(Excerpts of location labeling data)
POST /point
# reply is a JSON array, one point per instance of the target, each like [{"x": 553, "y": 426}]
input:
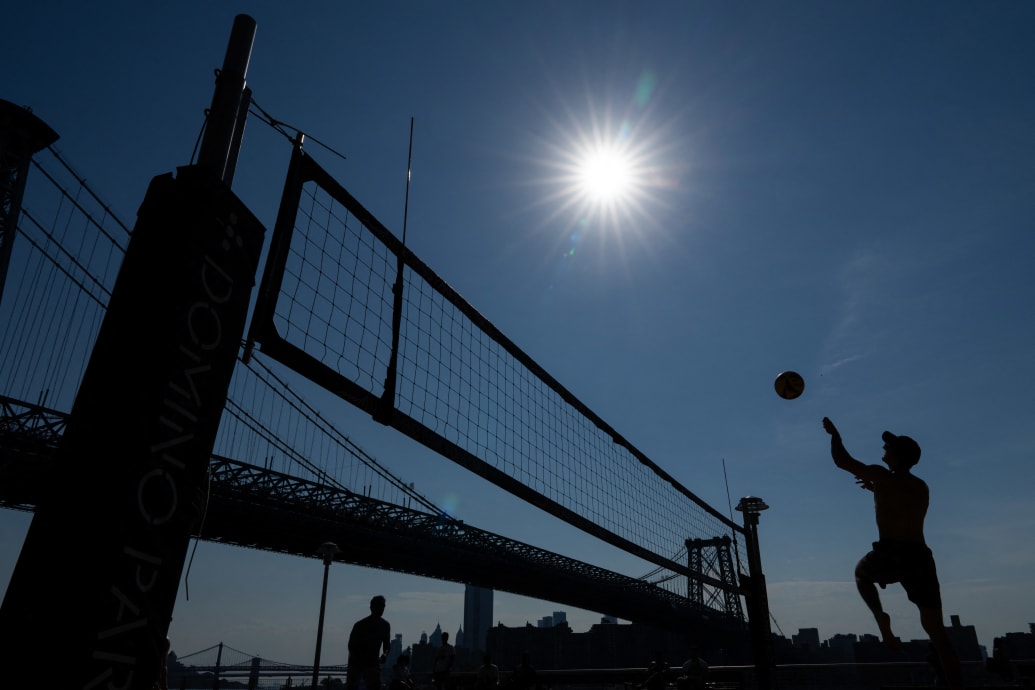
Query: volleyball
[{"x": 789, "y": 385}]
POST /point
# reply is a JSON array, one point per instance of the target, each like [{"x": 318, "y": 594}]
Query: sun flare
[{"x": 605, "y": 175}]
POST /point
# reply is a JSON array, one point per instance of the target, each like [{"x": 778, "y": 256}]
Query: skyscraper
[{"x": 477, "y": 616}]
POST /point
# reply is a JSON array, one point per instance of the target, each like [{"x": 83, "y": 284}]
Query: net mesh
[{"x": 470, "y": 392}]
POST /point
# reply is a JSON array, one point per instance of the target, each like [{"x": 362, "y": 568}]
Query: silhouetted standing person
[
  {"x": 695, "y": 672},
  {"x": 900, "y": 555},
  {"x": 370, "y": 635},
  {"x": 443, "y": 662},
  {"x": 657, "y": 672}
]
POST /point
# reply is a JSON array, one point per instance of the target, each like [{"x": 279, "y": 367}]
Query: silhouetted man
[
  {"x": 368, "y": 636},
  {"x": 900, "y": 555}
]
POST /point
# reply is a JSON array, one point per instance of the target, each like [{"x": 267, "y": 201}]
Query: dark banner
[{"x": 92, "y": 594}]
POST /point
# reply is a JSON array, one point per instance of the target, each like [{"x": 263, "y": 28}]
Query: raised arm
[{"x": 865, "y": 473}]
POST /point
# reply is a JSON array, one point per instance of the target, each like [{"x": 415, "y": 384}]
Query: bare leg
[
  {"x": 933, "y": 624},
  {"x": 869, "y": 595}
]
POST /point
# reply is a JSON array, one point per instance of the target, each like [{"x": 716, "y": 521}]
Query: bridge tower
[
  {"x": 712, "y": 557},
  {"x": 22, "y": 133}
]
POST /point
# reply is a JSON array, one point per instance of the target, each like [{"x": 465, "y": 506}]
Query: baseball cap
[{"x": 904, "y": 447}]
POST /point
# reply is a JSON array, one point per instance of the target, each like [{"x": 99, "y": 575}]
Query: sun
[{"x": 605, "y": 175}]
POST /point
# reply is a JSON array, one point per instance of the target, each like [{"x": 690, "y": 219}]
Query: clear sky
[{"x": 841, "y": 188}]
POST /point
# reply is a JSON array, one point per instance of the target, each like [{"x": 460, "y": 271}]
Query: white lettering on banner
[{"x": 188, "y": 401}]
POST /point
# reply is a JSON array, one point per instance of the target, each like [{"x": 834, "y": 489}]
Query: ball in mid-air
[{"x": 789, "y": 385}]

### THE PROBLEM
Transcribe the listing in full and omit the pictures.

### WRITTEN REPLY
POST /point
# reply is a JSON array, one point per instance of the target, each like [{"x": 553, "y": 426}]
input:
Query: volleyball
[{"x": 789, "y": 385}]
POST /point
# reply is a JSON array, one point per instance of the target, each like [{"x": 318, "y": 594}]
Query: sun flare
[{"x": 605, "y": 175}]
POST /point
# reply is a JSON array, one point per instance of the target, each like [{"x": 778, "y": 256}]
Query: skyscraper
[{"x": 477, "y": 616}]
POST /point
# reply is a JSON array, one point per instance of the target, each like [{"x": 83, "y": 284}]
Query: net mesh
[{"x": 470, "y": 392}]
POST /point
# reply is a JSON array, one point per instance of the target, each like [{"x": 362, "y": 568}]
Query: silhouetted standing person
[
  {"x": 695, "y": 672},
  {"x": 900, "y": 555},
  {"x": 370, "y": 635},
  {"x": 443, "y": 662},
  {"x": 657, "y": 672}
]
POST /point
# reply is a JSON array, one point per instance of the target, each like [{"x": 279, "y": 367}]
Query: silhouetted man
[
  {"x": 368, "y": 636},
  {"x": 900, "y": 555}
]
POST /point
# reply is a JSON array, one point per instance of the target, each like [{"x": 267, "y": 201}]
Query: dark banner
[{"x": 92, "y": 594}]
POST /point
# reply is a JSON array, one point per instance of the target, each like [{"x": 263, "y": 28}]
Query: raised arm
[{"x": 865, "y": 473}]
POST /point
# reply is a JSON array, one point per instance of the target, each like [{"x": 415, "y": 384}]
Query: bare leg
[
  {"x": 933, "y": 624},
  {"x": 869, "y": 595}
]
POST /point
# reply is a JSON array, one point per instance of the target, each like [{"x": 716, "y": 521}]
Query: bridge tower
[
  {"x": 712, "y": 557},
  {"x": 22, "y": 133}
]
POST /point
# reply is a JSON array, one point per instance of the target, each like [{"x": 465, "y": 506}]
Query: baseball cap
[{"x": 904, "y": 447}]
POST /point
# reply is a JSON array, one point per instance of the target, each like [{"x": 99, "y": 575}]
Query: sun
[{"x": 605, "y": 175}]
POST /point
# reply is a JSON array, one point per instance of the target, each like [{"x": 690, "y": 219}]
Query: clear sky
[{"x": 841, "y": 188}]
POST /point
# reply is a JSON array, one point per instance of the target, each like [{"x": 460, "y": 271}]
Query: white lettering on banner
[{"x": 188, "y": 401}]
POST /point
# reply is a JSON array, one point per instance of the target, each like [{"x": 834, "y": 489}]
Query: ball in mid-air
[{"x": 789, "y": 385}]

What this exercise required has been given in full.